## Exercise prompt
According to the Lustre installation post, which kernel was installed?

I have installed the RHEL 2.6.9-22.0.2 i686 kernel and associated
modules
for Lustre 1.4.6. I have created an xml file based on the Single Node
Client, MDS and Two OSTs in the docs. I could not find the utilities
for
''lwizard'' or the lustre-lite-utils with a matching version
number.
(1.4.6)
Situation:
When I execute ''lconf --reformat cf2.xml'', all seems to go
well until
the
first NETWORK: line. The line before it in the example shows a
''llite''
modules being loaded, I do not show that module as being loaded - I
assume
it is part of the Lustre-lite utilities which, I hope, are not necessary
and that is why I couldn''t locate them.

[Entries from a pointing dataset]

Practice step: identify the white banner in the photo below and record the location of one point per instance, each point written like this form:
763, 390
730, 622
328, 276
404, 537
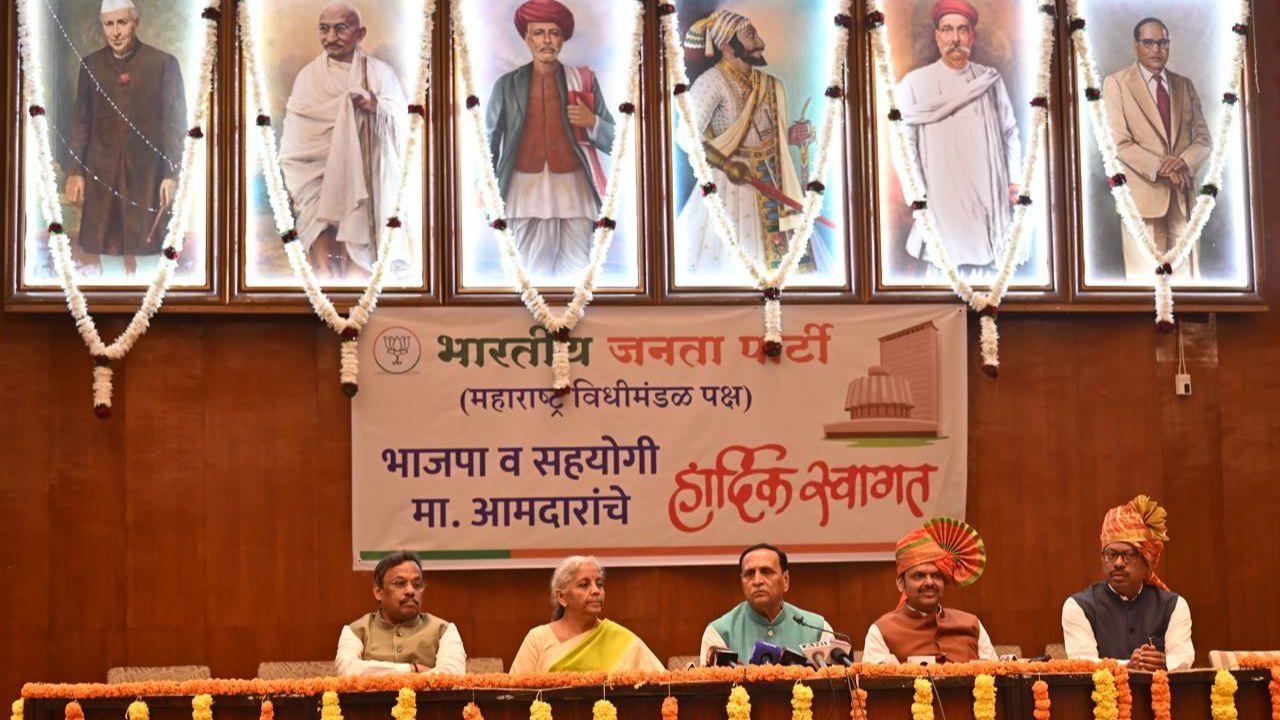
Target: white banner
680, 441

## Result of the exercise
The RHEL 2.6.9-22.0.2 i686 kernel.